A violência em manifestações contra o governo também pode aumentar a tensão e se tornar combustível para a tentativa de aplicação da versão bolsonarista do artigo 142. O texto do artigo estabelece que as Forças Armadas, além de atuarem na defesa da Pátria, podem ser chamadas, por iniciativa dos Poderes da República, para garantia "da lei e da ordem".
No entanto, na avaliação de juristas, o texto constitucional é claro sobre as atribuições de Executivo, do Congresso e do STF, de modo que não cabe ao presidente a palavra final sobre o que é lei e ordem.
Para especialistas, o esforço em disseminar esta interpretação do artigo é uma tentativa de dar um "verniz jurídico" a uma pretensão golpista. "No fundo, é para dizer que o presidente faz o que quer. Isso é absolutamente contrário à Constituição", disse Diego Werneck, professor de Direito do Insper.
Nem toda confusão é causada por black blocs
Nem toda confusão nos atos, porém, pode ser atribuída a grupos black blocs. Nos atos realizados desde o fim de semana em diversas cidades do país, foram registrados confrontos entre manifestantes pró e contra o governo, que terminaram em confusão e intervenção da polícia.
Em São Paulo, membros de torcidas organizadas de Corinthians, Palmeiras, São Paulo e Santos protestavam na Avenida Paulista contra Bolsonaro. Enquanto isso, apoiadores do presidente se manifestavam em outro ponto da Paulista.
Houve confusão em dois momentos – em ambos, manifestantes de um grupo tentavam furar o bloqueio para provocar os integrantes do outro grupo. A PM atuou para dispersar os atos. Os manifestantes contra o governo deixaram o local. Apoiadores de Bolsonaro continuaram na Paulista.
Na internet, circula um vídeo que mostra a PM escoltando uma manifestante pró-Bolsonaro que estava com um taco de beisebol durante o ato e provocava manifestantes contra o governo.

Dados coletados:

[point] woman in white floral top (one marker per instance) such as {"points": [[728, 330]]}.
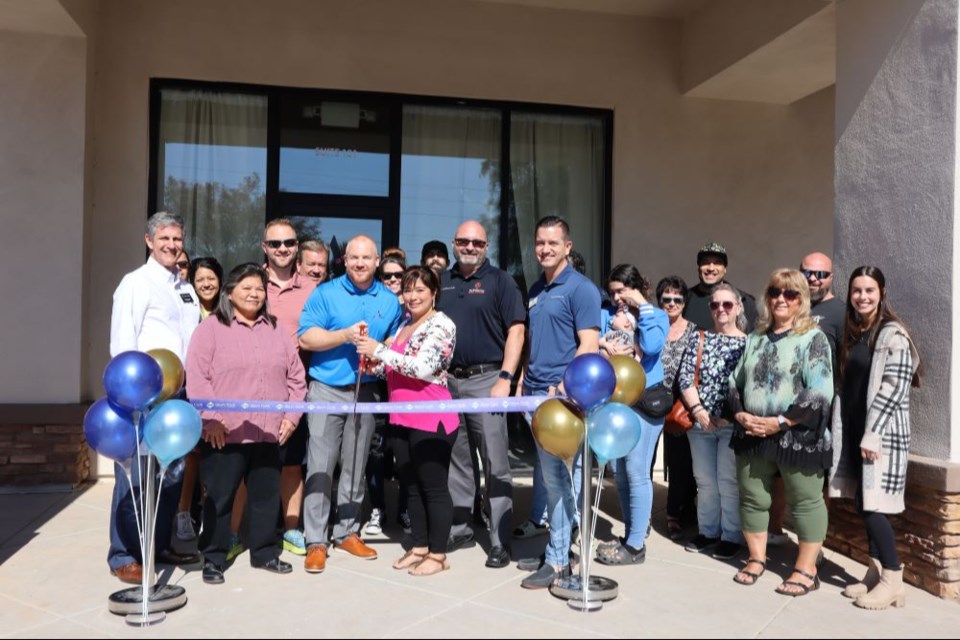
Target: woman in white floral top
{"points": [[415, 363]]}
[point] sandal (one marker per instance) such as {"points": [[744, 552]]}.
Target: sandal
{"points": [[621, 555], [409, 559], [752, 577], [804, 589], [434, 563]]}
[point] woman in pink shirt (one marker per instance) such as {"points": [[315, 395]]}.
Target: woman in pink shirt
{"points": [[415, 364], [241, 353]]}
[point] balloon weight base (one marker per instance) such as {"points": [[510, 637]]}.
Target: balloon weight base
{"points": [[129, 602], [601, 590]]}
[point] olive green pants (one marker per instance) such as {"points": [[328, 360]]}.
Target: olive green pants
{"points": [[804, 493]]}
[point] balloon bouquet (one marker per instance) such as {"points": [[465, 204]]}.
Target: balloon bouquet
{"points": [[597, 408], [140, 417]]}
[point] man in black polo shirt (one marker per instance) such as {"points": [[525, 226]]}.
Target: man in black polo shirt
{"points": [[485, 304]]}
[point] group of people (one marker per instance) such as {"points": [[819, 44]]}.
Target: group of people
{"points": [[782, 394]]}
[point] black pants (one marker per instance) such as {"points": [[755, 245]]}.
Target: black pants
{"points": [[221, 470], [423, 464]]}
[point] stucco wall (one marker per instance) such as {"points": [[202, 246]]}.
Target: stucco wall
{"points": [[42, 124], [686, 171], [895, 182]]}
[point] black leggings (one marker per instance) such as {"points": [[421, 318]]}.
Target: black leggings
{"points": [[883, 541], [423, 464]]}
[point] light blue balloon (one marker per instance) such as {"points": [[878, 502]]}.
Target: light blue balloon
{"points": [[172, 430], [613, 430]]}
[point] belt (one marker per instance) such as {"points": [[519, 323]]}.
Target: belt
{"points": [[474, 370]]}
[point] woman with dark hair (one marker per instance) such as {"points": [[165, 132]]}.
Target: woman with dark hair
{"points": [[415, 364], [871, 428], [780, 397], [630, 289], [681, 486], [240, 353]]}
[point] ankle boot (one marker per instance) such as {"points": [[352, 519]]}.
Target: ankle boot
{"points": [[868, 582], [889, 591]]}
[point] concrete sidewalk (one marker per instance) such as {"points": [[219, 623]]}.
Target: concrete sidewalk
{"points": [[54, 583]]}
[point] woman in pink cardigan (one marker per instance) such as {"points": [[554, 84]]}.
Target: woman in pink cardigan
{"points": [[240, 353], [415, 364]]}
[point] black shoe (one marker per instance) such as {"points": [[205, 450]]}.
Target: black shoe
{"points": [[212, 574], [276, 566], [462, 541], [177, 559], [701, 544], [498, 557]]}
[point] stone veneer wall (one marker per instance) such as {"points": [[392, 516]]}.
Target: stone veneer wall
{"points": [[928, 532]]}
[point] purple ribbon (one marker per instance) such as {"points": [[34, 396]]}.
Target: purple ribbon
{"points": [[527, 404]]}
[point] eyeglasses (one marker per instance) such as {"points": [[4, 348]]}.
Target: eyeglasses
{"points": [[819, 275], [788, 294], [463, 242], [276, 244]]}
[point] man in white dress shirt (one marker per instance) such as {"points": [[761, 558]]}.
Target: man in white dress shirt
{"points": [[152, 309]]}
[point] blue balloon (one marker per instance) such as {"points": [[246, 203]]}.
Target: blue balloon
{"points": [[109, 430], [590, 380], [613, 430], [133, 380], [172, 430]]}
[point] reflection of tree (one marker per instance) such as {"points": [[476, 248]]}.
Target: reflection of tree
{"points": [[221, 221]]}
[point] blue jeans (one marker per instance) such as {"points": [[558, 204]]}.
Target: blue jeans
{"points": [[718, 494], [124, 536], [634, 484]]}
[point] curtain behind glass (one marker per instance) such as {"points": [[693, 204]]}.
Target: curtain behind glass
{"points": [[212, 160], [450, 173], [556, 168]]}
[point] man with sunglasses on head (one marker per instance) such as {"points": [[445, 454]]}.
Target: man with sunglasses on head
{"points": [[712, 270], [486, 305], [287, 292]]}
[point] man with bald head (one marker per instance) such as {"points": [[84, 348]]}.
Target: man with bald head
{"points": [[485, 304], [329, 327]]}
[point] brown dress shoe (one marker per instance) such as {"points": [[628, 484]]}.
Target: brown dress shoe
{"points": [[353, 545], [130, 573], [316, 560]]}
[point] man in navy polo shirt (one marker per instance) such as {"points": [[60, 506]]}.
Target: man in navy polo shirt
{"points": [[564, 309], [485, 304], [329, 327]]}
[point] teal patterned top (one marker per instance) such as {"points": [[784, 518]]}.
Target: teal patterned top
{"points": [[789, 375]]}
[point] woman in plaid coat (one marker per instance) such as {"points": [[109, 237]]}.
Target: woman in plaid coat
{"points": [[871, 429]]}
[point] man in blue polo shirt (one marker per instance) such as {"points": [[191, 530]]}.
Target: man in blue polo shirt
{"points": [[564, 309], [329, 327], [485, 304]]}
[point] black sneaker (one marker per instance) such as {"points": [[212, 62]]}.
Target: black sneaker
{"points": [[701, 544], [726, 550]]}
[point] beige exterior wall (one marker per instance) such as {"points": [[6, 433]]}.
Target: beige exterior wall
{"points": [[755, 177]]}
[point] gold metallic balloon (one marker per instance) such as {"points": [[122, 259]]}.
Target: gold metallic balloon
{"points": [[558, 427], [173, 375], [631, 380]]}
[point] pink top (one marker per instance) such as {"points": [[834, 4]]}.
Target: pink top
{"points": [[406, 389], [242, 362]]}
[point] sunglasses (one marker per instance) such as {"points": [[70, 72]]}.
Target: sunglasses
{"points": [[276, 244], [788, 294], [464, 242]]}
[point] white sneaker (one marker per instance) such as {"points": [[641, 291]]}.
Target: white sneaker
{"points": [[374, 526], [185, 529]]}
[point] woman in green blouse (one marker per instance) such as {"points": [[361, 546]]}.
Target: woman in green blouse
{"points": [[781, 395]]}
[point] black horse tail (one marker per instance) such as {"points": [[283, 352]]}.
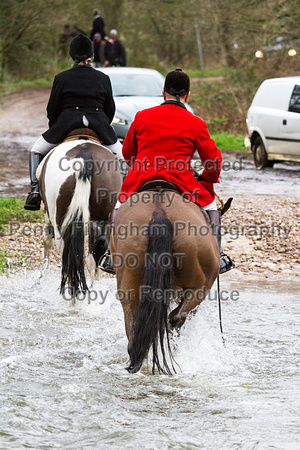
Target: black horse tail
{"points": [[155, 295], [75, 226]]}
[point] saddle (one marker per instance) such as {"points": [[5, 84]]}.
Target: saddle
{"points": [[159, 185], [83, 133]]}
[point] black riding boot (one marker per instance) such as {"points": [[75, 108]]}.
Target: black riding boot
{"points": [[33, 201], [226, 262]]}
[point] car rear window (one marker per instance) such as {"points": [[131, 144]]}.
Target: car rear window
{"points": [[294, 105]]}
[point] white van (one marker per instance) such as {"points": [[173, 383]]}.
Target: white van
{"points": [[273, 122]]}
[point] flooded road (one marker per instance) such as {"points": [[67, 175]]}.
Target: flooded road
{"points": [[62, 379], [63, 382]]}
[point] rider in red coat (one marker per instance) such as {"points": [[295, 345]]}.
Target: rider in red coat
{"points": [[160, 144]]}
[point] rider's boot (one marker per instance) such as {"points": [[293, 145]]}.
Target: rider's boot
{"points": [[226, 262], [105, 262], [33, 201]]}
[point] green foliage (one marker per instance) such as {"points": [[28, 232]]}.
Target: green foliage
{"points": [[12, 210], [35, 35], [3, 262]]}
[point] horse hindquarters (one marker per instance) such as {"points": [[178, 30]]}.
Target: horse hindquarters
{"points": [[152, 315], [74, 229]]}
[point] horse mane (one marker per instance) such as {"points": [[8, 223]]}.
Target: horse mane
{"points": [[152, 316]]}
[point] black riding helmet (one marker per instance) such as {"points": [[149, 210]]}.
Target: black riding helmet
{"points": [[177, 83], [81, 48]]}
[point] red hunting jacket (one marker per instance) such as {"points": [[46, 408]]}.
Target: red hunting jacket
{"points": [[160, 144]]}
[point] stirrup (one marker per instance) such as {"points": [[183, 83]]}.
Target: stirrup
{"points": [[33, 201], [105, 264], [228, 263]]}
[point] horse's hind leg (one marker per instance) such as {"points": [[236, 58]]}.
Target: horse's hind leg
{"points": [[48, 240], [97, 246]]}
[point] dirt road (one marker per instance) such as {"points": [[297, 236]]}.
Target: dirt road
{"points": [[262, 226], [22, 120]]}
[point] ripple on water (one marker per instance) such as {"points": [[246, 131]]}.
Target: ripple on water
{"points": [[63, 383]]}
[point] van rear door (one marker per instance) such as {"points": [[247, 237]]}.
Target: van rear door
{"points": [[290, 126]]}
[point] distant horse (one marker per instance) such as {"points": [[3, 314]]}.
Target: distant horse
{"points": [[169, 246], [79, 184]]}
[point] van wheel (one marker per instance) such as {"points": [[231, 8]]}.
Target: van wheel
{"points": [[260, 155]]}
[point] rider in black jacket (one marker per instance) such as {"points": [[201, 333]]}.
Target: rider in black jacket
{"points": [[80, 97]]}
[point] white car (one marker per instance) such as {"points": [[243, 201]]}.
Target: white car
{"points": [[273, 122], [134, 89]]}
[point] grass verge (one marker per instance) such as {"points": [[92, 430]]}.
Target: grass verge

■ **INSTRUÇÕES DA TAREFA**
Por favor, dê continuidade ao texto sobre os atos contra o governo e o artigo 142 a partir do ponto em que ele termina.

■ **RESPOSTA DO EXERCÍCIO**
O secretário de Segurança Pública de São Paulo, João Camilo Pires de Campos, elogiou a ação do policial. "A atitude do policial merece, inicialmente, um elogio. Ele fez o que se prevê no emprego progressivo da força. Ele a retirou de uma discussão somente com diálogo e conseguiu isso. Primeiro se conversa, depois o emprego mediano e depois a força. Contudo, como você bem disse, o taco, dependendo das circunstâncias é uma arma, como uma panela. Deveria ter sido retirado, vamos orientar novamente", disse em entrevista coletiva no Palácio dos Bandeirantes.
Por outro lado, uma foto que rodou as redes sociais mostra diversos agressores de preto chutando um manifestante caído que usava uma camisa verde e amarela.
No Rio, também houve manifestações pró e contra Bolsonaro em Copacabana. O deputado federal Daniel Silveira (PSL-RJ), que acompanhava a manifestação pró-governo, transmitiu nas redes sociais um vídeo pregando repressão a movimentos contra Bolsonaro.
“Vocês vão pegar um ‘polícia’ zangado no meio da multidão, levar um [tiro] no meio da caixa do peito e chamar a gente de truculento. Eu estou torcendo pra isso. Quem sabe não seja eu o sortudo. Não adianta nem falar que foi homicídio. Vai ser legítima defesa”, ameaçou o deputado.
Também há um vídeo de uma conversa com um policial que prometeu queimar a faixa de manifestantes contra Bolsonaro com os dizeres “Democracia Rubro-Negra”. Daniel Silveira diz ao policial que “queria ir lá pegar um”, em referência ao grupo de opositores do governo. O PM responde: “Não, meus amigos estão ali. Já mandei eles irem lá queimar aquela bandeira”.
Em nota, a PM do Rio de Janeiro informou a atitude do policial “não reflete a postura da corporação, que se mantém imparcial, sempre zelando pela democracia”.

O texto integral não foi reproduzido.